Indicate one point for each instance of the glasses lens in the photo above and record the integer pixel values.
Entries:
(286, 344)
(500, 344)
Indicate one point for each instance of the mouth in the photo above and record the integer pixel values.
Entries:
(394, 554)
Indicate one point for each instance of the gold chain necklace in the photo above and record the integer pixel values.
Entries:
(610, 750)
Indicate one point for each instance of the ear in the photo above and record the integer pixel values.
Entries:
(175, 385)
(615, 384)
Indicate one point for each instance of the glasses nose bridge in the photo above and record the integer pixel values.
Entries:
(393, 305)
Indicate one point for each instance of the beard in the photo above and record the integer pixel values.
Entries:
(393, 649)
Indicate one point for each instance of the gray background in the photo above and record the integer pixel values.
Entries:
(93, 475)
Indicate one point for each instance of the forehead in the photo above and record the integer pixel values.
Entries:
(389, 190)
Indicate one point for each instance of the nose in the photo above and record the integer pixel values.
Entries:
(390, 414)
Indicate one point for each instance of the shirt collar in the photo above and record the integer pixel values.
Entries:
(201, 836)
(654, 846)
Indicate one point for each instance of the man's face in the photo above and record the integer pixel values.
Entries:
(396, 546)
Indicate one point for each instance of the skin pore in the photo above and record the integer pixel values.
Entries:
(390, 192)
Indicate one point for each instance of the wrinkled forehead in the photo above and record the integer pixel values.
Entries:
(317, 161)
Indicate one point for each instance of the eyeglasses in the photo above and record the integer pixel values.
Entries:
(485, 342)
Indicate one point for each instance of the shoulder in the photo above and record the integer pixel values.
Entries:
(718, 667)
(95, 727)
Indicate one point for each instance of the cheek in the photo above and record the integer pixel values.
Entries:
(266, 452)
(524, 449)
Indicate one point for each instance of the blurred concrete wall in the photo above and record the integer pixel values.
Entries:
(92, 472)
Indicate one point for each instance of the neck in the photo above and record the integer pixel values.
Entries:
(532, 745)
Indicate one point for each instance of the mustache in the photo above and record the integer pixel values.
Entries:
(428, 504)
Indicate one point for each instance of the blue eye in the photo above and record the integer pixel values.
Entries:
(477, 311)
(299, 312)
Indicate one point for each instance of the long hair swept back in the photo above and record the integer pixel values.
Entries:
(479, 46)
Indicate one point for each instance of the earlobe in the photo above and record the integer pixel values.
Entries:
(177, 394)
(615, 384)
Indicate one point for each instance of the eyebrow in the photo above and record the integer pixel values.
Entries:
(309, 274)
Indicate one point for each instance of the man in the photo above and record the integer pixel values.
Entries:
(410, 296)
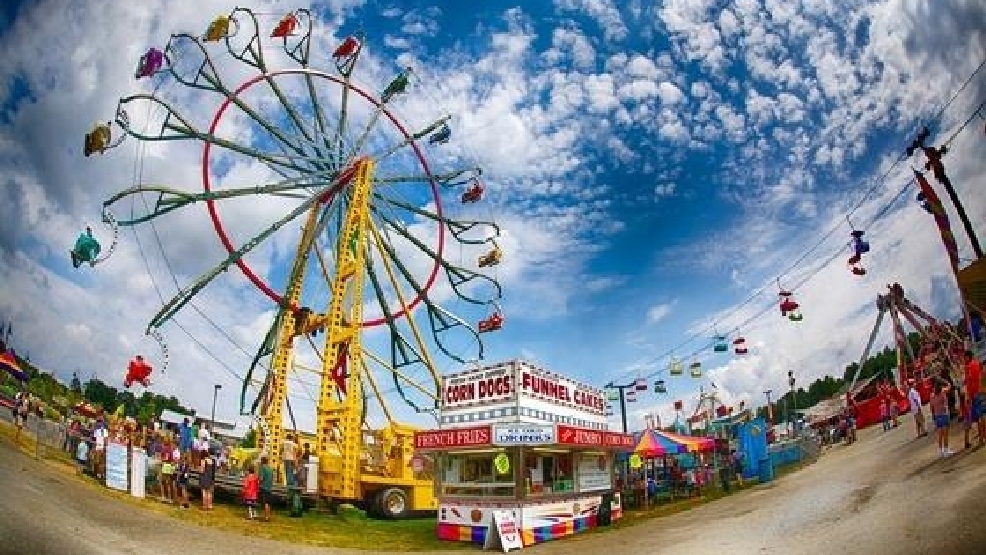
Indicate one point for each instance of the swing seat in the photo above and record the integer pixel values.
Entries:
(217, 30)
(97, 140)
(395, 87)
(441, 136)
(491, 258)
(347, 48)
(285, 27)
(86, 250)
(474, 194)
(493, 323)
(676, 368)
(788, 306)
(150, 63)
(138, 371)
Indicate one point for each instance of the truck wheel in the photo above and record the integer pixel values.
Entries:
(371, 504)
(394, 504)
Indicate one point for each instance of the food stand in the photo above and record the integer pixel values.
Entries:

************

*The request*: Please copy every one of the items above word for word, leaving the pictures out of your answer.

*Result for this task*:
Indicate one point for each instance of the glasses lens in the photo above and record the integer pixel values.
Entries:
(286, 344)
(500, 344)
Indicate one point for each instance of the mouth in the photo above and record the integer pixel values.
Entries:
(394, 554)
Indicate one point for each instance of the gold chain necklace in the photo above and record the integer pixel values.
Entries:
(610, 750)
Indicate one point for each instance of the ear in the photo above and record the integer pixel values.
Entries:
(175, 385)
(615, 384)
Indicate one point for each instance of the glasses nose bridge in the photo above and record the integer pixel values.
Entries:
(393, 305)
Indicate one point for each instance of the beard in the photo above and record the integer pixel values.
Entries:
(393, 649)
Indicate one point for each instance of the gray background in the photo above and record the integer pixel values.
Entries:
(93, 475)
Indicate one point for each instance of the forehead in the photo above and record the integer pixel values.
Entries:
(389, 190)
Indicate one point for each instance of the nose in the photo above and record the integer pixel values.
Entries:
(390, 414)
Indicate one point for each instance of the shirt collar in the photo above and record the integer pixel values.
Entries:
(201, 836)
(654, 846)
Indicate one point for each instance of the man's face in the photo above and record the integer pixel values.
Entries:
(396, 546)
Indicate one point for each instance of the skin pore in the photo above and record the integer pixel values.
Entries:
(390, 192)
Indicate one point for each instance of the wrinkled forehead in the photo above and record the integer pixel values.
Entries:
(317, 161)
Indicate one point for each instance of the eyeglasses in the photo above and record the integer pixel values.
Entries:
(485, 342)
Indicate one point for each instance of the shoulder in the photo above and record the integer pixel values.
Entries:
(718, 667)
(95, 727)
Indicate one point for each instance of the cheek in the photo above and record the integer pixel values.
Entries:
(266, 452)
(524, 449)
Indicate one point for each instance of the blurred concrete wall in the photo above and record the integer pixel values.
Entries:
(92, 472)
Indicate one point for each instance of the neck in the photo above and record the integer pixel values.
Entries:
(532, 745)
Indicate one point for each instance of the mustache in the photo above and record the integer pixel values.
Entries:
(428, 504)
Indicate one point for each instance of the blue eye in the photo above and record the integer pixel values.
Entries:
(477, 311)
(299, 312)
Indicate one point for each instance of the long hair swept back in the photo above and record the integer pixel values.
Entries:
(479, 46)
Indicate one point for each instance of the earlobe in the photo above and record the integer pixel values.
Entries:
(177, 394)
(615, 384)
Indicate one point for each instance of the eyebrow in the photo above and record the integer pixel values.
Entries:
(309, 274)
Indicate one point for each instance of the man in the photo above and record the integer pixel values.
Entries:
(410, 296)
Indicate one point for each instance of the swing seat in the photo above and record the integer pixel values.
Entries:
(217, 30)
(97, 140)
(395, 87)
(441, 136)
(491, 258)
(347, 48)
(285, 27)
(86, 250)
(474, 194)
(493, 323)
(676, 368)
(788, 306)
(150, 63)
(138, 371)
Indicate one point for each instance of the truck wheel in the photo above and record the integer pixel values.
Entries:
(371, 504)
(394, 504)
Indicate one point for each instance of the food stand in the photo above and record the integer pixel values.
Entries:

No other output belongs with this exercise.